• [Exercise set]:
1. In the text on gluten sensitivity, reproduce verbatim the passage that begins at the words "This does cut" and stops after the words "rye, barley, etc).".
2. Answer these questions from the text on gluten sensitivity:
(a) How much has the gluten content of wheat changed over the last century?
(b) For at least how many days should all forms of gluten be avoided to trial a gluten-free diet?
(c) Which two minerals does the text name as becoming bound because of phytic acid?

• [Text block]:
No-one imagined that this ‘new’ wheat might bring with it further problems. However, the genes involved in the new variety were significantly different to that of the original plant, triticum aestivum. This is a problem because more than 99 percent of the wheat products available use this modern variety. The gluten content, the factor that gives bread its unique ‘doughy’ properties, has increased from around 4 percent to 14 percent over the last century. This is a problem because humans have never possessed adequate enzymes to fully digest gluten. As a result, we can only expect incidences of gluten sensitivity to rise in line with the gluten content of our diet. One study demonstrates through blood tests for antibodies that sensitivity has risen by four times since the 1950s.

Sensitivity to gluten does not mean coeliac disease, an autoimmune condition which can trigger widespread attacks of the immune system on its own tissue whenever small traces of gluten are consumed. This severe condition, which often results in digestive discomfort and malnutrition, affects only 1 to 2 percent of the population, whereas research suggests that gluten sensitivity occurs in up to 35 percent of individuals. However, problems caused by gluten sensitivity typically involve inflammatory reactions from the immune system, but can manifest as bloating, sluggishness, brain fog, cravings, constipation, aching joints, anaemia, eczema and a number of other issues.

Modern wheat also contains higher levels of phytic acid, a compound that can cause mineral binding. This means that minerals like magnesium, zinc become bound and then removed from the body via the stools. This can severely hamper mineral status and affect every system in the body.

I estimate that around 1 in 6 clients I see are gluten sensitive – this is not on the basis of immunological tests, but on whether improvements occur as a result of removing wheat. To trial gluten-free diet, spend at least 7 days avoiding all forms of gluten, which includes bread, pasta, cookies, and many cereals.

This does cut down your options, but still leaves you with rice, potatoes, buckwheat, quinoa, corn, chick peas, yam to name a few. Interestingly enough, while all individuals sensitive to gluten need to avoid wheat to control symptoms, most do just fine when eating moderate amounts of oat, rye and barley (the common gluten-containing grains). However, I would advise those trialling a gluten-free diet to start with the rice and potato option, meaning ordering foods at restaurants should remain extremely easy. Just remember that you cannot classify chips as a ‘healthy option’ just because they do not contain gluten! Upon the gradual re-introduction of foods, you can determine whether a) you are sensitive to gluten at all, or b) just sensitive to the gluten found in wheat (it is different to that found in oats, rye, barley, etc).

There is far more to it that avoiding gluten, but the dramatic results obtained by those with gluten sensitivities mean this is no passing fad. Removing gluten will not act as a magic bullet for creating hormonal balance where the was none before. Neither will it induce weight loss if the macronutrient balance is distorted. However, if you don’t feel quite right or suffer from any of the symptoms above, then a trial of a gluten-free diet may help. Even if this gives you just a one in six chance of noticing improvements, investing a week following a restricted regimen seems a small price to pay to see if you are that one.

References:

O’Bryan, Tom. The Conundrum of Gluten Sensitivity: Why the Tests are Often Wrong. Journal of Gluten Sensitivity. Winter 2011. 10(1).

Catassi, C., Kryszak, D., et al. Natural History of Celiac Disease Autoimmunity in a USA Cohort Followed Since 1974. Annals of Medicine. 2010. 42(7), 50-38

Sapone, A., Bal,J., et al. Spectrum of Gluten-Related Disorders Consensus on Nomenclature and Classification. BC Medicine. 2012. 10(13).

Stored entries
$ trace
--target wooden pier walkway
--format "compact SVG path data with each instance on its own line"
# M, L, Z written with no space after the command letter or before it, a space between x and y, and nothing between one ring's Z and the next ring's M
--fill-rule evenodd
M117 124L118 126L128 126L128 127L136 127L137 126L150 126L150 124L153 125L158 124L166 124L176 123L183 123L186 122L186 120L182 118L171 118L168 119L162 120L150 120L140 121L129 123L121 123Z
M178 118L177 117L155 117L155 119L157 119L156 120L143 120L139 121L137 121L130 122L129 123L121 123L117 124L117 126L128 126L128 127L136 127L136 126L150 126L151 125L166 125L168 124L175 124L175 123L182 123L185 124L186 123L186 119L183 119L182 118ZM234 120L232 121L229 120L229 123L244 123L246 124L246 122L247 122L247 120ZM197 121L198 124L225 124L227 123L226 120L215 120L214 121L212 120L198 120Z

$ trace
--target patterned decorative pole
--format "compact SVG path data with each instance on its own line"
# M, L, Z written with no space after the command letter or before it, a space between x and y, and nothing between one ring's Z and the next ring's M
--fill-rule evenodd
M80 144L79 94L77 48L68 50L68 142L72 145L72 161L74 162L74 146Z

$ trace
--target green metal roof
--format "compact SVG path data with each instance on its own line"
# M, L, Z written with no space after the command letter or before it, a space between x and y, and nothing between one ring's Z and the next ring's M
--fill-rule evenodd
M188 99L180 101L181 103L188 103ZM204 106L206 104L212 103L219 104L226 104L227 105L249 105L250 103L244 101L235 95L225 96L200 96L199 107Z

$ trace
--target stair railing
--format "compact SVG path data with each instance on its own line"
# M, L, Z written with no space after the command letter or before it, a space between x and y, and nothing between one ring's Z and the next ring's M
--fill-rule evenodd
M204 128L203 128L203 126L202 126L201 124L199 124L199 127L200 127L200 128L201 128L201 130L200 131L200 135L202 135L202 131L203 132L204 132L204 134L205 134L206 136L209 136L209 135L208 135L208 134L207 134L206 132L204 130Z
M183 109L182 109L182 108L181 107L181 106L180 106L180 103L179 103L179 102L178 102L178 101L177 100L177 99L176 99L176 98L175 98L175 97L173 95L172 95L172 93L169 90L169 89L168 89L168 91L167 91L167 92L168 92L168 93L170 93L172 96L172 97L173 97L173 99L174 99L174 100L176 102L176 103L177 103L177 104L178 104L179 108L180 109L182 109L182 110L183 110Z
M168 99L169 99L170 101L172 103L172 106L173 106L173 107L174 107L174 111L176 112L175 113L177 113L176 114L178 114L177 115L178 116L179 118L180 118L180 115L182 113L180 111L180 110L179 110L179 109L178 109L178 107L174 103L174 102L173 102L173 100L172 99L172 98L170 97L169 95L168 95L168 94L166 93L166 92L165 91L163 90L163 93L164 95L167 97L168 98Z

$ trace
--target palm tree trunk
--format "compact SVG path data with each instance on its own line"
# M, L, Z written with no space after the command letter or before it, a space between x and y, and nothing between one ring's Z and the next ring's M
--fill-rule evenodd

--

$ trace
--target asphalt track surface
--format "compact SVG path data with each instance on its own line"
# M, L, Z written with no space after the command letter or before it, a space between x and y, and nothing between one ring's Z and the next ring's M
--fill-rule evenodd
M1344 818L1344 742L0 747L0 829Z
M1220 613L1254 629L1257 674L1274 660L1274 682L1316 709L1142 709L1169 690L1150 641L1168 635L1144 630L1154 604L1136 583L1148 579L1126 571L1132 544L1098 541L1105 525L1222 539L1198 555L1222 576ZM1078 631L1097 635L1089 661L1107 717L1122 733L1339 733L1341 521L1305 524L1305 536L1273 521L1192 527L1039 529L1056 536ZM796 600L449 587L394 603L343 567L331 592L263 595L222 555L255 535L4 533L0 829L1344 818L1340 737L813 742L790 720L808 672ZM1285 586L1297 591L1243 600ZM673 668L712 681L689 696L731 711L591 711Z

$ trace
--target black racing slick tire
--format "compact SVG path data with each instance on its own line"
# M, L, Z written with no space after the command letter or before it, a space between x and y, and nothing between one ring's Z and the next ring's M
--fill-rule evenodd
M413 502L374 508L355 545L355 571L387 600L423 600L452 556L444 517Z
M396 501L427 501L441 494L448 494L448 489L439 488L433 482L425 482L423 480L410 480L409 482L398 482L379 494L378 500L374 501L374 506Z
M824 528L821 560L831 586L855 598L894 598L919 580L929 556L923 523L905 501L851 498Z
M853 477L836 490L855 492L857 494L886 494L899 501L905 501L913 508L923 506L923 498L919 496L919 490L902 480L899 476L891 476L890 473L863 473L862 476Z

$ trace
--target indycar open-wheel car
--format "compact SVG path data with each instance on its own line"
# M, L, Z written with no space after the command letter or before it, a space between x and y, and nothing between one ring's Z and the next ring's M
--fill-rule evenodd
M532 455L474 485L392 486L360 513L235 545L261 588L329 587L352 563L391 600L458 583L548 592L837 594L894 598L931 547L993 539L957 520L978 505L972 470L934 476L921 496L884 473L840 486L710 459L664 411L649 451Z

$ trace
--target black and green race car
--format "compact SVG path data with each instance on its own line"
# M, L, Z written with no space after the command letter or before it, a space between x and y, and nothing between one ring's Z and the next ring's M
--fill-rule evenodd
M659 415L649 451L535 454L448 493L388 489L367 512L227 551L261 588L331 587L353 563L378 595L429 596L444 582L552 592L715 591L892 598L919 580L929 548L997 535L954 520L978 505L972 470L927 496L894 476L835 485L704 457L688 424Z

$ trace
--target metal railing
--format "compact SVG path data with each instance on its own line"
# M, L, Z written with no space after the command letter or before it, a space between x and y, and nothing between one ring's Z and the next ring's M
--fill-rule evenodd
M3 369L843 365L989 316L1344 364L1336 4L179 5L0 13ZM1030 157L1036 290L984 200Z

...

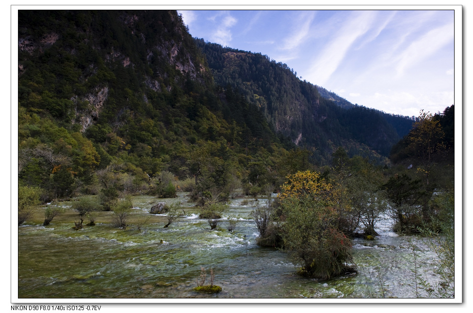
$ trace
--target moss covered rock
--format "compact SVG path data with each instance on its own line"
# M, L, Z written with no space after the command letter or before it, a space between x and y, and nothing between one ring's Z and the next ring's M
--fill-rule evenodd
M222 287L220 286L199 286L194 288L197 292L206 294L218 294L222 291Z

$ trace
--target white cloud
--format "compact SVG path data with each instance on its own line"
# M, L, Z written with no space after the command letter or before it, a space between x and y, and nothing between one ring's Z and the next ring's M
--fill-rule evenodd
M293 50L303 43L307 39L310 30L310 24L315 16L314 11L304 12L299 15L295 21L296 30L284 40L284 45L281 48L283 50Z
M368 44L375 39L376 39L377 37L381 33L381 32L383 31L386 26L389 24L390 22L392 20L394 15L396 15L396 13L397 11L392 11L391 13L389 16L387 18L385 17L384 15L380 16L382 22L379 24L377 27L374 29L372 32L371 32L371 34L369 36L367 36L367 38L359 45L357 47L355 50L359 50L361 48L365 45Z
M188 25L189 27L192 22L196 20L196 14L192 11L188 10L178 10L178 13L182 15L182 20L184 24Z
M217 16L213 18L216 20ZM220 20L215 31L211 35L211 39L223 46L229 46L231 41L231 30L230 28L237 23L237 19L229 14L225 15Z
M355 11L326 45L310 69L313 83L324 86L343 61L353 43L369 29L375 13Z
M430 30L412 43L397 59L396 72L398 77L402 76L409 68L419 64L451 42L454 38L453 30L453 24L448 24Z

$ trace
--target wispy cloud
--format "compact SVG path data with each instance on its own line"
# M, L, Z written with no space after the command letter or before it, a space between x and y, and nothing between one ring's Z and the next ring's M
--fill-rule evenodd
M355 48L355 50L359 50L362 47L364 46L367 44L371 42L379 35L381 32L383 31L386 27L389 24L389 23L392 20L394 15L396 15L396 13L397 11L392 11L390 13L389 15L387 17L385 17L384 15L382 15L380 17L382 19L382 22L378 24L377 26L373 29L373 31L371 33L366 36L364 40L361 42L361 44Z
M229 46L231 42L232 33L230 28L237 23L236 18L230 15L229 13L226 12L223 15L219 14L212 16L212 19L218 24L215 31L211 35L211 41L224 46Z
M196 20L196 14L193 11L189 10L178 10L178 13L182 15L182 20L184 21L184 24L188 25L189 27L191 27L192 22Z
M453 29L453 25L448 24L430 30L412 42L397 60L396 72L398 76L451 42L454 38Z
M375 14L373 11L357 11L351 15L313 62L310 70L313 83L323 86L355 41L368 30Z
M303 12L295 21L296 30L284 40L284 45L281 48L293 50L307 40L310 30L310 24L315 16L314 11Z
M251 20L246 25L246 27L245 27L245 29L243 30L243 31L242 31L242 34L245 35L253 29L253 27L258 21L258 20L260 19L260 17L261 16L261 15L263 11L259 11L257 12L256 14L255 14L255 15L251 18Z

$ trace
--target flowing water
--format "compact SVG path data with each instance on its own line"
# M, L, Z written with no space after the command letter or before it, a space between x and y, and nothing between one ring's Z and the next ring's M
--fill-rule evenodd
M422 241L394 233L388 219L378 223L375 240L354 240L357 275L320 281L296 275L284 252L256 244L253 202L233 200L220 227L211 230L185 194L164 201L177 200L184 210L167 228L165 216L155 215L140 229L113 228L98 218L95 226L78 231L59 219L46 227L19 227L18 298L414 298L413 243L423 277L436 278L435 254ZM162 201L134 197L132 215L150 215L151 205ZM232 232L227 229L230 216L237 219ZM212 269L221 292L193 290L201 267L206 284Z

• [Responses]:
1.
This does cut down your options, but still leaves you with rice, potatoes, buckwheat, quinoa, corn, chick peas, yam to name a few. Interestingly enough, while all individuals sensitive to gluten need to avoid wheat to control symptoms, most do just fine when eating moderate amounts of oat, rye and barley (the common gluten-containing grains). However, I would advise those trialling a gluten-free diet to start with the rice and potato option, meaning ordering foods at restaurants should remain extremely easy. Just remember that you cannot classify chips as a ‘healthy option’ just because they do not contain gluten! Upon the gradual re-introduction of foods, you can determine whether a) you are sensitive to gluten at all, or b) just sensitive to the gluten found in wheat (it is different to that found in oats, rye, barley, etc).

2.
(a) It has risen from around 4 percent to 14 percent.
(b) At least 7 days.
(c) Magnesium and zinc.